[À FAIRE]: S'il vous plaît, extrayez du texte sur l'État et l'Église le passage qui va de « - Là, en effet, où » jusqu'à « droit de posséder. » inclus, sans le modifier.
+++ EXTRAIT
Étant donné que l'État
repose sur ces principes, aujourd'hui en grande faveur, il est aisé
de voir à quelle place on relègue injustement l'Église.
- Là, en effet, où la pratique est d'accord avec de telles
doctrines, la religion catholique est mise dans l'État sur le pied
d'égalité, ou même d'infériorité, avec
des sociétés qui lui sont étrangères. Il n'est
tenu nul compte des lois ecclésiastiques : l'Église, qui
a reçu de Jésus-Christ ordre et mission d'enseigner toutes
les nations, se voit interdire toute ingérence dans l'instruction
publique. - Dans les matières qui sont de droit mixte, les chefs
d'État portent d'eux-mêmes des décrets arbitraires
et sur ces points affichent un superbe mépris des saintes lois de
l'Église. Ainsi, ils font ressortir à leur juridiction les
mariages des chrétiens ; portent des lois sur le lien conjugal,
son unité, sa stabilité ; mettent la main sur les biens des
clercs et dénient à l'Église le droit de posséder.
++++++
+++ JEU DE DONNÉES
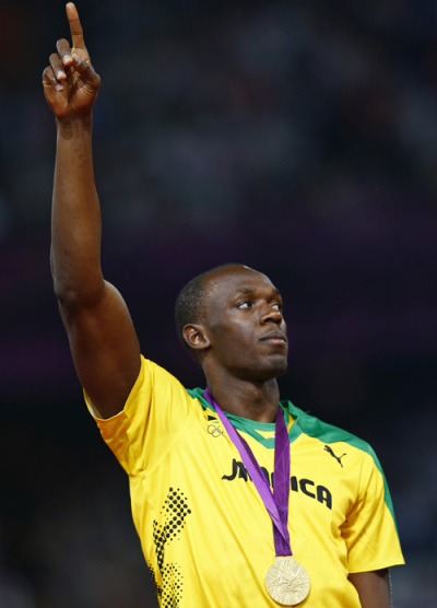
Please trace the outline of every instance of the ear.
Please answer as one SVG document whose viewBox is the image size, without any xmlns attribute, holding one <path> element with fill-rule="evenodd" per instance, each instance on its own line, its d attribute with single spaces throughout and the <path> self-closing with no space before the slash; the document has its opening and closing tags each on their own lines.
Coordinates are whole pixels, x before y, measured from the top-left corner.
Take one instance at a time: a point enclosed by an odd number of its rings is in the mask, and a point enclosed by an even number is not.
<svg viewBox="0 0 437 608">
<path fill-rule="evenodd" d="M 202 325 L 188 324 L 182 330 L 184 339 L 192 350 L 203 350 L 210 346 L 210 339 Z"/>
</svg>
++++++
[RÉSULTAT ATTENDU]:
- Là, en effet, où la pratique est d'accord avec de telles
doctrines, la religion catholique est mise dans l'État sur le pied
d'égalité, ou même d'infériorité, avec
des sociétés qui lui sont étrangères. Il n'est
tenu nul compte des lois ecclésiastiques : l'Église, qui
a reçu de Jésus-Christ ordre et mission d'enseigner toutes
les nations, se voit interdire toute ingérence dans l'instruction
publique. - Dans les matières qui sont de droit mixte, les chefs
d'État portent d'eux-mêmes des décrets arbitraires
et sur ces points affichent un superbe mépris des saintes lois de
l'Église. Ainsi, ils font ressortir à leur juridiction les
mariages des chrétiens ; portent des lois sur le lien conjugal,
son unité, sa stabilité ; mettent la main sur les biens des
clercs et dénient à l'Église le droit de posséder.